TASK INSTRUCTIONS » Render every line of the items below as a Markdown table with two columns, Row and Item Line, numbering the rows in order and leaving out blank lines.

PROVIDED RECORDS »
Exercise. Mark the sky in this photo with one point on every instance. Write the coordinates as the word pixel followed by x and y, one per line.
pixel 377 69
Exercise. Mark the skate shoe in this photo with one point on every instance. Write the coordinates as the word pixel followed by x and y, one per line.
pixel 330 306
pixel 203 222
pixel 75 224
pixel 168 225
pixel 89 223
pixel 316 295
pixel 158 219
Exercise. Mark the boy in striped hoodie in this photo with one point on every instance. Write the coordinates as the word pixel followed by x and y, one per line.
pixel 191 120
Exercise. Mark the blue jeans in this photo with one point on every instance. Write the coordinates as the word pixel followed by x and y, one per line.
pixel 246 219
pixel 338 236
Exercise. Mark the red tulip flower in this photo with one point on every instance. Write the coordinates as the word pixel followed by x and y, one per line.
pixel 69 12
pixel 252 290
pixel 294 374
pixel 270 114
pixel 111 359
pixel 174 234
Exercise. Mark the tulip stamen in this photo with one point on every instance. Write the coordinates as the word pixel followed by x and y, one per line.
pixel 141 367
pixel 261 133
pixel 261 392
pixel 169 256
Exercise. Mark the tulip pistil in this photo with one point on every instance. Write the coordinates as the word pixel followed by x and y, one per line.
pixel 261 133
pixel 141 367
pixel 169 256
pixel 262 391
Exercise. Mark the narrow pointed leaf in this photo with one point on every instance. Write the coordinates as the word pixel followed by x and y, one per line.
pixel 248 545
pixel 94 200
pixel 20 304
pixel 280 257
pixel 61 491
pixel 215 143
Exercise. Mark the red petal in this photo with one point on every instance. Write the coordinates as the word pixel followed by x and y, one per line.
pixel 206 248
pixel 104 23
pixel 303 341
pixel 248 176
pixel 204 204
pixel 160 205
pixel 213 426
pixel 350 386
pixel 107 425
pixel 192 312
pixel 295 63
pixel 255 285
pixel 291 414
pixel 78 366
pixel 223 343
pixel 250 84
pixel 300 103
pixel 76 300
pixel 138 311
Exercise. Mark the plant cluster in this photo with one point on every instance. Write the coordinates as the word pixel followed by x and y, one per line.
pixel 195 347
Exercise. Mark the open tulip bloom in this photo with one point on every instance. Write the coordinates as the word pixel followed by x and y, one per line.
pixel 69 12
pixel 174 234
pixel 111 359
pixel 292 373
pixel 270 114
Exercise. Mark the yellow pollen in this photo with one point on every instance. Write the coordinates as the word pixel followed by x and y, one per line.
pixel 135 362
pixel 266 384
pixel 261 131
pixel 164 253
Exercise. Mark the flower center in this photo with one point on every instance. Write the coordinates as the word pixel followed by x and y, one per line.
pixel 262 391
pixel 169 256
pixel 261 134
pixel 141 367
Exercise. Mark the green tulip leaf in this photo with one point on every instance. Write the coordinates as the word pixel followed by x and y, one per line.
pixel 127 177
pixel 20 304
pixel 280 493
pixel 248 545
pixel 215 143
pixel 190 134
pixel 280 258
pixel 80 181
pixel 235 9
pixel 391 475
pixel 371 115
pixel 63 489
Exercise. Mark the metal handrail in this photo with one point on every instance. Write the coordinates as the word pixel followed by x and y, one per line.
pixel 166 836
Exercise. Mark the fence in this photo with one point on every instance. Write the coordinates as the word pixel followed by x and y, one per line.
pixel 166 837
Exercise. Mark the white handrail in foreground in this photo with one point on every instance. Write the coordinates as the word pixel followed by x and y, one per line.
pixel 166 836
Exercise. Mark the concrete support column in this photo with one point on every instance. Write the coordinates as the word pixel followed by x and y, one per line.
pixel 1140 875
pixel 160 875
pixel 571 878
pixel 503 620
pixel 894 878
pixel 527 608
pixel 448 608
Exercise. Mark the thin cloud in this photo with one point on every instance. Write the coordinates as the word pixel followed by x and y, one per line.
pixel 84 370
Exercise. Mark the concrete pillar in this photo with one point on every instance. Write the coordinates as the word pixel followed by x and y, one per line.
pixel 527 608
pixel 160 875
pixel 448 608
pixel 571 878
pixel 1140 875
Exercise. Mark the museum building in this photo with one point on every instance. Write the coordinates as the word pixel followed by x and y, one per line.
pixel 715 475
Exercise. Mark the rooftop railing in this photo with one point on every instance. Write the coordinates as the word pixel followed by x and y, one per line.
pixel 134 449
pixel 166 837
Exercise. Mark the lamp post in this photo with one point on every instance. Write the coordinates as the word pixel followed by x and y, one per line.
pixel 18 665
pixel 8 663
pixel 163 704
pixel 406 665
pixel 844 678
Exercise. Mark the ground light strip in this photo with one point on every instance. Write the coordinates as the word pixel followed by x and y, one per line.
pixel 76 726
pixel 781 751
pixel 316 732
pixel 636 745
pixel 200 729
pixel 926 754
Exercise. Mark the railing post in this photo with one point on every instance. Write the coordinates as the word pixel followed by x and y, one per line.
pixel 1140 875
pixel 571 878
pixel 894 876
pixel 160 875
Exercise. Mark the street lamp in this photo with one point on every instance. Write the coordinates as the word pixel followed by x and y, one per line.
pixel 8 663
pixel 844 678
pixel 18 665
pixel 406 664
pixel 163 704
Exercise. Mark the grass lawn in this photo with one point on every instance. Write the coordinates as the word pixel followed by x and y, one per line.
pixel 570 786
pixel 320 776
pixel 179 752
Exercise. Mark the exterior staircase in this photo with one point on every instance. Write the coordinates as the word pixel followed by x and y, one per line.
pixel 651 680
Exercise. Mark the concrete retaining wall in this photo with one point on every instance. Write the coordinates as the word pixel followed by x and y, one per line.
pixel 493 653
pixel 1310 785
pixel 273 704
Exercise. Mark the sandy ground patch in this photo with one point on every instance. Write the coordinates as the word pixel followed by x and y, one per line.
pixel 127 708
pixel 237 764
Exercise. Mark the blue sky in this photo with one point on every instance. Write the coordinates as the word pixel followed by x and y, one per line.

RESPONSE TO THIS EXERCISE »
| Row | Item Line |
|---|---|
| 1 | Exercise. Mark the sky in this photo with one point on every instance. Write the coordinates as the word pixel followed by x and y, one per line. |
| 2 | pixel 377 69 |
| 3 | Exercise. Mark the skate shoe in this photo with one point on every instance. Write the coordinates as the word pixel followed by x and y, one per line. |
| 4 | pixel 330 306 |
| 5 | pixel 203 222 |
| 6 | pixel 75 224 |
| 7 | pixel 168 225 |
| 8 | pixel 89 223 |
| 9 | pixel 316 295 |
| 10 | pixel 158 219 |
| 11 | Exercise. Mark the boy in striped hoodie in this photo with one point on every instance. Write the coordinates as the word pixel followed by x and y, one per line. |
| 12 | pixel 191 120 |
| 13 | Exercise. Mark the blue jeans in this photo with one point on every instance. Write the coordinates as the word pixel followed by x and y, one per line. |
| 14 | pixel 246 219 |
| 15 | pixel 338 236 |
| 16 | Exercise. Mark the red tulip flower in this photo with one point on every instance. Write the coordinates as the word pixel followed by x and y, one per line. |
| 17 | pixel 69 12 |
| 18 | pixel 252 290 |
| 19 | pixel 294 374 |
| 20 | pixel 270 114 |
| 21 | pixel 111 359 |
| 22 | pixel 174 234 |
| 23 | Exercise. Mark the tulip stamen in this photo with one point on every instance. Write the coordinates as the word pixel followed by x and y, one per line. |
| 24 | pixel 141 367 |
| 25 | pixel 261 133 |
| 26 | pixel 261 392 |
| 27 | pixel 169 256 |
| 28 | Exercise. Mark the tulip pistil in this photo with one point on every instance. Write the coordinates as the word pixel followed by x and y, one per line. |
| 29 | pixel 261 133 |
| 30 | pixel 141 367 |
| 31 | pixel 169 256 |
| 32 | pixel 262 391 |
| 33 | Exercise. Mark the narrow pointed leaf in this photo with one point on every instance. Write the coordinates as the word pixel followed by x and y, one per line. |
| 34 | pixel 248 545 |
| 35 | pixel 94 200 |
| 36 | pixel 20 304 |
| 37 | pixel 280 257 |
| 38 | pixel 61 491 |
| 39 | pixel 215 143 |
| 40 | Exercise. Mark the red petal in this photo with one point on every instance. Write the coordinates as the word pixel followed by x and y, one per line. |
| 41 | pixel 206 248 |
| 42 | pixel 104 23 |
| 43 | pixel 303 341 |
| 44 | pixel 248 176 |
| 45 | pixel 204 204 |
| 46 | pixel 160 205 |
| 47 | pixel 213 426 |
| 48 | pixel 350 386 |
| 49 | pixel 107 425 |
| 50 | pixel 192 312 |
| 51 | pixel 295 63 |
| 52 | pixel 255 285 |
| 53 | pixel 291 414 |
| 54 | pixel 78 366 |
| 55 | pixel 223 343 |
| 56 | pixel 250 84 |
| 57 | pixel 300 103 |
| 58 | pixel 76 300 |
| 59 | pixel 138 311 |
| 60 | Exercise. Mark the plant cluster in this photo with one point on every instance. Write the coordinates as the word pixel followed by x and y, one per line. |
| 61 | pixel 195 347 |
| 62 | Exercise. Mark the open tulip bloom in this photo with one point on every instance. Write the coordinates as the word pixel followed by x and y, one per line. |
| 63 | pixel 69 12 |
| 64 | pixel 174 234 |
| 65 | pixel 111 359 |
| 66 | pixel 292 373 |
| 67 | pixel 270 114 |
| 68 | Exercise. Mark the yellow pollen in this photo with one point on every instance. Write the coordinates as the word pixel followed by x and y, one per line. |
| 69 | pixel 135 362 |
| 70 | pixel 266 384 |
| 71 | pixel 261 131 |
| 72 | pixel 164 253 |
| 73 | Exercise. Mark the flower center in this photo with one point on every instance. Write the coordinates as the word pixel followed by x and y, one per line. |
| 74 | pixel 262 391 |
| 75 | pixel 169 256 |
| 76 | pixel 261 134 |
| 77 | pixel 141 367 |
| 78 | Exercise. Mark the green tulip leaf in this photo with one point on every instance. Write the coordinates as the word pixel followed by x and y, one per line. |
| 79 | pixel 127 177 |
| 80 | pixel 20 304 |
| 81 | pixel 280 493 |
| 82 | pixel 248 545 |
| 83 | pixel 215 143 |
| 84 | pixel 190 134 |
| 85 | pixel 280 258 |
| 86 | pixel 80 181 |
| 87 | pixel 235 9 |
| 88 | pixel 391 475 |
| 89 | pixel 371 115 |
| 90 | pixel 63 489 |
| 91 | Exercise. Mark the metal handrail in this photo with one point on every instance. Write the coordinates as the word pixel followed by x and y, one per line. |
| 92 | pixel 166 836 |
| 93 | Exercise. Mark the fence in this photo with one point on every instance. Write the coordinates as the word pixel followed by x and y, one per line. |
| 94 | pixel 166 837 |
| 95 | Exercise. Mark the white handrail in foreground in this photo with one point on every instance. Write the coordinates as the word pixel followed by x and y, one per line. |
| 96 | pixel 166 836 |
| 97 | Exercise. Mark the concrete support column in this photo with one point on every instance. Write the coordinates as the word pixel followed by x and y, one per line. |
| 98 | pixel 1140 875 |
| 99 | pixel 160 875 |
| 100 | pixel 571 878 |
| 101 | pixel 503 620 |
| 102 | pixel 894 878 |
| 103 | pixel 527 608 |
| 104 | pixel 448 608 |
| 105 | Exercise. Mark the thin cloud in this photo with one point on every instance. Write the coordinates as the word pixel followed by x and y, one per line. |
| 106 | pixel 84 370 |
| 107 | Exercise. Mark the concrete pillar in this photo with one point on every instance. Write the coordinates as the word pixel followed by x and y, one per line. |
| 108 | pixel 527 608 |
| 109 | pixel 160 875 |
| 110 | pixel 448 608 |
| 111 | pixel 571 878 |
| 112 | pixel 1140 875 |
| 113 | Exercise. Mark the museum building in this photo with one point on every instance. Write the coordinates as the word pixel followed by x and y, one per line. |
| 114 | pixel 715 475 |
| 115 | Exercise. Mark the rooftop railing in this photo with one point on every instance. Write the coordinates as the word pixel followed by x and y, one per line. |
| 116 | pixel 134 449 |
| 117 | pixel 166 837 |
| 118 | Exercise. Mark the lamp post in this photo with one point on every instance. Write the coordinates as the word pixel followed by x and y, one per line. |
| 119 | pixel 18 665 |
| 120 | pixel 8 663 |
| 121 | pixel 163 704 |
| 122 | pixel 406 665 |
| 123 | pixel 844 678 |
| 124 | Exercise. Mark the ground light strip in this photo with one point on every instance. Write the coordinates as the word pixel followed by x and y, one per line. |
| 125 | pixel 76 726 |
| 126 | pixel 781 751 |
| 127 | pixel 316 732 |
| 128 | pixel 636 745 |
| 129 | pixel 200 729 |
| 130 | pixel 926 754 |
| 131 | Exercise. Mark the railing post in this photo with one point on every instance. Write the coordinates as the word pixel followed by x and y, one per line. |
| 132 | pixel 1140 875 |
| 133 | pixel 571 878 |
| 134 | pixel 894 876 |
| 135 | pixel 160 875 |
| 136 | Exercise. Mark the street lamp in this photo with one point on every instance. Write the coordinates as the word pixel followed by x and y, one per line. |
| 137 | pixel 8 663 |
| 138 | pixel 844 678 |
| 139 | pixel 18 665 |
| 140 | pixel 406 664 |
| 141 | pixel 163 704 |
| 142 | Exercise. Mark the grass lawn in this photo with one point on every instance. Write the coordinates as the word pixel followed by x and y, one per line. |
| 143 | pixel 570 786 |
| 144 | pixel 320 776 |
| 145 | pixel 179 752 |
| 146 | Exercise. Mark the exterior staircase in this photo with one point on every instance. Write the coordinates as the word pixel followed by x and y, one per line. |
| 147 | pixel 651 680 |
| 148 | Exercise. Mark the concrete retaining wall in this photo with one point on every instance. Write the coordinates as the word pixel followed by x and y, one per line. |
| 149 | pixel 493 653 |
| 150 | pixel 1310 785 |
| 151 | pixel 273 704 |
| 152 | Exercise. Mark the sandy ground patch in this photo with one point on every instance. Write the coordinates as the word pixel followed by x and y, one per line. |
| 153 | pixel 127 708 |
| 154 | pixel 237 764 |
| 155 | Exercise. Mark the blue sky in this photo with one point on every instance. Write the coordinates as the word pixel followed by x and y, one per line. |